__Texte fourni__.
La nouveauté, avec Nicolas Sarkozy, c’est la brutalité de l’offensive sociale. Cette volonté assumée de faire sauter en quelques semaines tous les verrous légaux à l’aggravation de ces inégalités. C’est dans cette optique qu’il faut replacer la suppression des droits de succession. Sous couvert de permettre aux familles de « transmettre librement le fruit du travail de toute leur vie à leurs enfants » , elle n’est en fait qu’un coup de pouce supplémentaire accordé aux héritiers de bonne famille, garantissant de plein droit une inamovible reproduction sociale. De même, l’abaissement du bouclier fiscal à 60 % puis à 50 % (voir pages 5 et 7) n’est qu’un pas vers l’abolition définitive de l’impôt sur la fortune. En réalité, le dispositif d’accompagnement vers la propriété ne bénéficie également qu’aux plus riches (voir pages suivantes).

__Données fournies__.
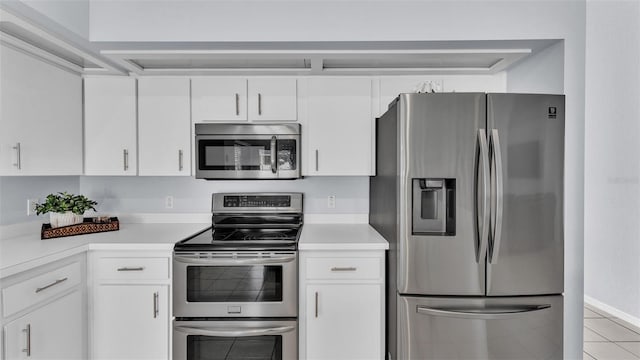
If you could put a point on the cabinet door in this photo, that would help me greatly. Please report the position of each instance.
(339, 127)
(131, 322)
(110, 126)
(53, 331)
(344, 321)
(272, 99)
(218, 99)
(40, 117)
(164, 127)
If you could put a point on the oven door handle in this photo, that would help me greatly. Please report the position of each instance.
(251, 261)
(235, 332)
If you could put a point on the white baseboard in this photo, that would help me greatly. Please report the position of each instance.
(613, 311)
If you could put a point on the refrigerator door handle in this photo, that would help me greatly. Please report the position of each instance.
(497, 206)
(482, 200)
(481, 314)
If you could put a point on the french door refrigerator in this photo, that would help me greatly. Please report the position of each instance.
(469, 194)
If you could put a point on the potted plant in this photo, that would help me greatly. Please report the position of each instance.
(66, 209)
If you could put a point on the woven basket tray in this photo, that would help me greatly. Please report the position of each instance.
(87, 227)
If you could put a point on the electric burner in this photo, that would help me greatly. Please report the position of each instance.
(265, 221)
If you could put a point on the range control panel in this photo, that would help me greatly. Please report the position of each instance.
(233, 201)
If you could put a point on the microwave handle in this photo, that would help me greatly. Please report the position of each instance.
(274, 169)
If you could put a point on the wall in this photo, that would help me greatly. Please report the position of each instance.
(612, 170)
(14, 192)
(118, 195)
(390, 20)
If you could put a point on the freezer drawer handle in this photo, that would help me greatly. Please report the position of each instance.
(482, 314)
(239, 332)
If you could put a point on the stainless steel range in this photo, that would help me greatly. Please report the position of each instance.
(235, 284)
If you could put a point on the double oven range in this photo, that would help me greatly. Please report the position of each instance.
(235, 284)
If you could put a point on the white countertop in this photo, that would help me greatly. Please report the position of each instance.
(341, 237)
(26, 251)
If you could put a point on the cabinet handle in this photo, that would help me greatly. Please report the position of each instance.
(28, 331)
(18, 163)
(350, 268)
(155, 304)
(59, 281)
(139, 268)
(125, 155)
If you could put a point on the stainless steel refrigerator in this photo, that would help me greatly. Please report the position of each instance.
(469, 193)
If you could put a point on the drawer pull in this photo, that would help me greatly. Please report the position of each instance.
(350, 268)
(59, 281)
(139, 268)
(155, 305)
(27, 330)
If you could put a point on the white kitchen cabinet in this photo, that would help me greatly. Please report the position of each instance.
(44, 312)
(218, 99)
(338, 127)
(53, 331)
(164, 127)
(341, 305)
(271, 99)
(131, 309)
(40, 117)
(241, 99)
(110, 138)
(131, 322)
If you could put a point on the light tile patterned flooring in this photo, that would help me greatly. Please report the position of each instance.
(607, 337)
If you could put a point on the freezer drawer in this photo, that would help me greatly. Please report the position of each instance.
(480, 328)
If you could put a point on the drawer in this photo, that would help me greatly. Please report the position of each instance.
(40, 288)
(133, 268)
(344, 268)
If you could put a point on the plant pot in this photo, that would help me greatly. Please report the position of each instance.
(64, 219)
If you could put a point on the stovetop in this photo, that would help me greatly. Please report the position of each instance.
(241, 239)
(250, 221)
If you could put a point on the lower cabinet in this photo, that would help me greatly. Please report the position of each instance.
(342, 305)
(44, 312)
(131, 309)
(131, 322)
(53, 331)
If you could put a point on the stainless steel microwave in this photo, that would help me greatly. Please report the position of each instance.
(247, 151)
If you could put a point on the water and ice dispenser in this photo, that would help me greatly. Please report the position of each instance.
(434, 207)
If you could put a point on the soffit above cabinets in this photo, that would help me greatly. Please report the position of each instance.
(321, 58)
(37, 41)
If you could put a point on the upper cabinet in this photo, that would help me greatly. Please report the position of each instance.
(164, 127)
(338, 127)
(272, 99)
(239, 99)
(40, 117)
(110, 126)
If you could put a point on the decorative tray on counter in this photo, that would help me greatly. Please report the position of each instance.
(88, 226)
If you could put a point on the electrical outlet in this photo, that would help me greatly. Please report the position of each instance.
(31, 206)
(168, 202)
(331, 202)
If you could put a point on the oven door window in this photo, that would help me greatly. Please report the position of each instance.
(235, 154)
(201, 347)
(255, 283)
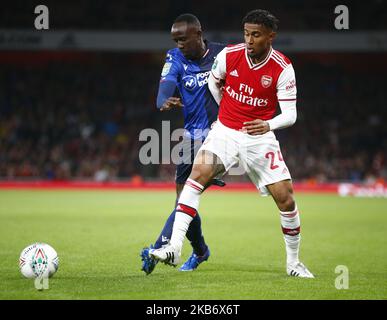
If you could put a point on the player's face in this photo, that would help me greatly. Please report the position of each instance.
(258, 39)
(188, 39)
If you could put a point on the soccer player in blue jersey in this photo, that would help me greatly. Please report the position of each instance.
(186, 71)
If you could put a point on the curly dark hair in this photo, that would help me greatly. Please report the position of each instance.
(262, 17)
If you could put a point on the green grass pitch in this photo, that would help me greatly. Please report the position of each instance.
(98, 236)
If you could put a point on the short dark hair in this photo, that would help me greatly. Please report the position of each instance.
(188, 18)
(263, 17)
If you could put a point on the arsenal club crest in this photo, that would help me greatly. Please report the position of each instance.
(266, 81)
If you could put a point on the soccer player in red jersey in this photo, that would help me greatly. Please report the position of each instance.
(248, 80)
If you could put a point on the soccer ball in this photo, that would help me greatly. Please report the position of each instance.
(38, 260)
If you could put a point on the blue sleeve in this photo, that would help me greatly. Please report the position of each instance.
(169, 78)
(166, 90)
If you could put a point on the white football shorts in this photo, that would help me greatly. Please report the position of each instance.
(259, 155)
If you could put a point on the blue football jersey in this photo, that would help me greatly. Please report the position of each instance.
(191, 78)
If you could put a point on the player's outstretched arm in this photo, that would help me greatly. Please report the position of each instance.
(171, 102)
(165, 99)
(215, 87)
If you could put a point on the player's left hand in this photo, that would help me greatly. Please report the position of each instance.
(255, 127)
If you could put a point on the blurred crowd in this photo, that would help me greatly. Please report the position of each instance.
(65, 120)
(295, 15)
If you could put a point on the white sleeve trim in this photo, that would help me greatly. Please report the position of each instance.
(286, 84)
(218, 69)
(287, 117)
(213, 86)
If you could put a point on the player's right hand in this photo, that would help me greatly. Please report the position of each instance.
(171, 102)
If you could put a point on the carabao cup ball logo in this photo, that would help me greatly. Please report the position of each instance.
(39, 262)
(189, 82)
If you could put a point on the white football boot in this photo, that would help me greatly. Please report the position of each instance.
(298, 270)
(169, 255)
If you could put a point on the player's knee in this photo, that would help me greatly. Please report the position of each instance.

__Consignes__.
- a) Répondez à ces questions d'après le texte fourni.
(i) Quels droits le texte dit-il supprimés ?
(ii) À quels taux le bouclier fiscal est-il abaissé ?
(iii) De quel impôt ce bouclier prépare-t-il l'abolition définitive ?
- b) Dressez la liste des mesures que critique le texte fourni. N'y incluez pas l'abolition de l'impôt sur la fortune, que le texte présente comme un but à venir.
- c) Reproduisez le passage du texte fourni qui commence par "La nouveauté, avec" et se poursuit jusqu'à "(voir pages suivantes).".
Les lignes ne jouent aucun rôle ici.

__Réponses__.
- a)
(i) Les droits de succession.
(ii) À 60 % puis à 50 %.
(iii) L'impôt sur la fortune.

- b)
- La suppression des droits de succession
- L'abaissement du bouclier fiscal à 60 % puis à 50 %
- Le dispositif d'accompagnement vers la propriété

- c)
La nouveauté, avec Nicolas Sarkozy, c’est la brutalité de l’offensive sociale. Cette volonté assumée de faire sauter en quelques semaines tous les verrous légaux à l’aggravation de ces inégalités. C’est dans cette optique qu’il faut replacer la suppression des droits de succession. Sous couvert de permettre aux familles de « transmettre librement le fruit du travail de toute leur vie à leurs enfants » , elle n’est en fait qu’un coup de pouce supplémentaire accordé aux héritiers de bonne famille, garantissant de plein droit une inamovible reproduction sociale. De même, l’abaissement du bouclier fiscal à 60 % puis à 50 % (voir pages 5 et 7) n’est qu’un pas vers l’abolition définitive de l’impôt sur la fortune. En réalité, le dispositif d’accompagnement vers la propriété ne bénéficie également qu’aux plus riches (voir pages suivantes).